## Extract to read

Can anyone see what I am doing wrong?

You can try something like this:
import re
s = "here's an example Man of the Match match and a Red Card match, and another Red Card match"
patterns = [
'Man of the Match',
'Goal',
'Assist',
'Yellow Card',
'Red Card',
]
repattern = '|'.join(patterns)
matches = re.findall(repattern, s, re.IGNORECASE)
print matches # ['Man of the Match', 'Red Card', 'Red Card']

Some general overview on regex methods in python:
re.search | re.match
In your previous attempt, you tried to use re.search. This only returned one result, and as you'll see this isn't unusual. These two functions are used to identify if a line contains a certain regex. You'd use these for something like:
s = subprocess.check_output('ipconfig') # calls ipconfig and sends output to s
for line in s.splitlines():
if re.search("\d{1,3}\.\d{1,3}\.\d{1,3}\.\d{1,3}", str(line)):
# if line contains an IP address...
print(line)

## Problem
Answer these questions about the regex thread above.
(a) Which function from the re module does the suggested code use to collect the matches?
(b) What list does the comment in the print line give as the result?
(c) According to the overview, what are re.search and re.match used to identify?

## Data shown
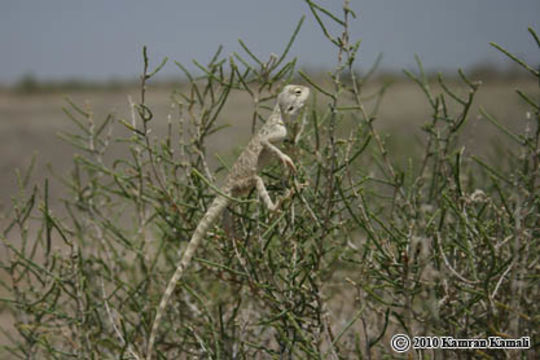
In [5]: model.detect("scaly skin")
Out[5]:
[146,85,309,360]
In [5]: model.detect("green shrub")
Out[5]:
[0,1,540,359]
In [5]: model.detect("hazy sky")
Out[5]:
[0,0,540,83]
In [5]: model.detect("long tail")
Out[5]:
[146,195,229,360]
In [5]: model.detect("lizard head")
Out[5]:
[277,85,309,122]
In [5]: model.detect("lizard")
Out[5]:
[146,85,310,360]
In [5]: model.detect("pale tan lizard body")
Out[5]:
[146,85,309,360]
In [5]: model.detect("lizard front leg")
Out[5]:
[253,175,293,212]
[261,140,296,173]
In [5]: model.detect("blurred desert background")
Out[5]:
[0,71,540,210]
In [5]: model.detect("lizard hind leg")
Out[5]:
[254,176,280,212]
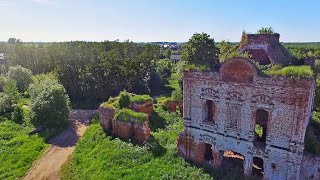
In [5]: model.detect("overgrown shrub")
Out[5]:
[7,65,32,92]
[171,88,183,101]
[119,91,130,109]
[130,94,152,103]
[0,78,19,114]
[115,109,148,123]
[0,93,13,114]
[156,59,172,85]
[11,104,24,124]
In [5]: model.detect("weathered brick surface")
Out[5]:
[112,120,134,139]
[130,100,153,116]
[134,121,150,143]
[238,34,292,65]
[300,155,320,179]
[166,100,183,116]
[98,106,115,132]
[99,100,153,143]
[178,58,315,179]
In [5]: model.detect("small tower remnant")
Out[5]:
[238,34,292,65]
[177,34,320,179]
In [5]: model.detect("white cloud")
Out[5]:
[32,0,56,4]
[0,0,16,7]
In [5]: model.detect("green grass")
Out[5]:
[264,66,313,78]
[62,102,211,179]
[255,124,263,138]
[116,109,148,123]
[101,97,120,108]
[305,112,320,155]
[130,95,152,103]
[0,121,49,179]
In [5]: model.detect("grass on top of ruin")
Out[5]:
[115,108,148,123]
[61,97,258,179]
[263,65,313,78]
[0,120,49,179]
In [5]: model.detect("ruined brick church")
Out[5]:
[178,34,320,180]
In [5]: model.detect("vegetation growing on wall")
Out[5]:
[115,109,148,123]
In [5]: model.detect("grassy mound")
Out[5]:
[0,121,49,179]
[62,100,211,179]
[264,66,313,78]
[116,109,148,123]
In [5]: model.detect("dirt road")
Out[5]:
[24,110,97,180]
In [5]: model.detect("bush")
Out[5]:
[171,88,183,101]
[156,59,172,85]
[130,95,152,103]
[7,65,32,92]
[264,66,313,78]
[119,91,130,109]
[0,93,13,115]
[12,104,24,124]
[29,75,70,127]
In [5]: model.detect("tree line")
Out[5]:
[0,41,160,105]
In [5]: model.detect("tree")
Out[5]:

## Full solution
(a) re.findall, called with the re.IGNORECASE flag.
(b) ['Man of the Match', 'Red Card', 'Red Card']
(c) Whether a line contains a certain regex.